[Begin RECORDED DATA]

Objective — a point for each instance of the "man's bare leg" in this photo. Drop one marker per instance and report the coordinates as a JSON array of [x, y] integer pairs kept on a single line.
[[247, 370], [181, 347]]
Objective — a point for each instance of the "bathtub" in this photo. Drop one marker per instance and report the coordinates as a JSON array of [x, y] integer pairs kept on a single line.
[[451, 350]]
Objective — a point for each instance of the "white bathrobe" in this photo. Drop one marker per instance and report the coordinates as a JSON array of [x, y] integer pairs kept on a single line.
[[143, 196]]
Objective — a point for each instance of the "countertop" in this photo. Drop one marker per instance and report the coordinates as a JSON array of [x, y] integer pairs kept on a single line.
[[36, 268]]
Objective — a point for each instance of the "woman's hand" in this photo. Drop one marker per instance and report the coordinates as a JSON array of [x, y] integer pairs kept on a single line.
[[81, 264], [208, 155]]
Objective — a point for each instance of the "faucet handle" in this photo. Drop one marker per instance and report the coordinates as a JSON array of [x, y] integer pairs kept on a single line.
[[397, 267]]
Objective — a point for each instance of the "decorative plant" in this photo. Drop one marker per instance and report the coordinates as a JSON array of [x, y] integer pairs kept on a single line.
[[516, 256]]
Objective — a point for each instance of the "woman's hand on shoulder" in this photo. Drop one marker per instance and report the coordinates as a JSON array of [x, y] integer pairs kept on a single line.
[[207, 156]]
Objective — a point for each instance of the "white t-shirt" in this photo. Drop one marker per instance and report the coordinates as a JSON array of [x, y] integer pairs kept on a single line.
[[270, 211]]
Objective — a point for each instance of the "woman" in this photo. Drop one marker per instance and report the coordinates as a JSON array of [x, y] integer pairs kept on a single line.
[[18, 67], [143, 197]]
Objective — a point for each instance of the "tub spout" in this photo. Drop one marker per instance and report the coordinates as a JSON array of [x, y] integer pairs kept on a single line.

[End RECORDED DATA]

**OBJECTIVE:**
Copy out each line above, character for character.

**ANSWER TO THE PROBLEM:**
Objective — a point for each instance of the "man's bare leg" in this photo. Drop one marker per instance and report the coordinates as a JSON array of [x, y] integer pairs kept on a single line.
[[247, 370], [181, 347]]
Objective — a point for each instance of the "bathtub" in this photo. Drop one marker per instance and report the coordinates as a JSON array of [x, y] integer pairs kept on a single line.
[[451, 350]]
Objective — a point for each instance of the "white bathrobe" in this photo. Drop one marker per instance and report the coordinates as a JSON array of [x, y] integer pairs kept on a single line.
[[143, 196]]
Objective — a point for each instance of the "countertop" in this photo. Drop one marker per instance and report the coordinates as a JSON array of [x, y] integer pairs kept on a single line.
[[36, 268]]
Objective — a point for each instance of the "woman's hand" in this photo. Drop one marker per instance and report the coordinates as a JSON array of [x, y] integer pairs kept on a single line.
[[81, 264], [208, 155]]
Objective — a point for each instance of the "faucet handle" in this photo. Drop one marker per instance and report the coordinates as a JSON array of [x, y] integer pairs kept on a single line.
[[397, 267]]
Objective — a point for each instance of the "decorative plant" in this photo. Drop one marker per instance and report the coordinates as a JSON array of [x, y] integer pairs kept on a single line.
[[516, 256]]
Objective — a point for each instance of the "woman's hand on shoulder" in this photo. Drop one marker per instance and report the coordinates as a JSON array of [x, y] integer pairs kept on a single line.
[[207, 156]]
Objective — a point for each instance of the "white t-shirt" in this photo. Drop one marker per instance and report the coordinates as a JSON array of [x, y] integer pairs kept on a single line.
[[270, 211]]
Objective — a point for each instance of the "woman" in this photo. Drop one marker per instance and report the coordinates as a JSON array of [x, y] integer pairs kept on a single line.
[[18, 67], [143, 197]]
Objective — a point for each instance of the "tub spout" in this photo. Drop one marker per instance and report the coordinates as a JSON array of [x, y] integer pairs kept on a single line.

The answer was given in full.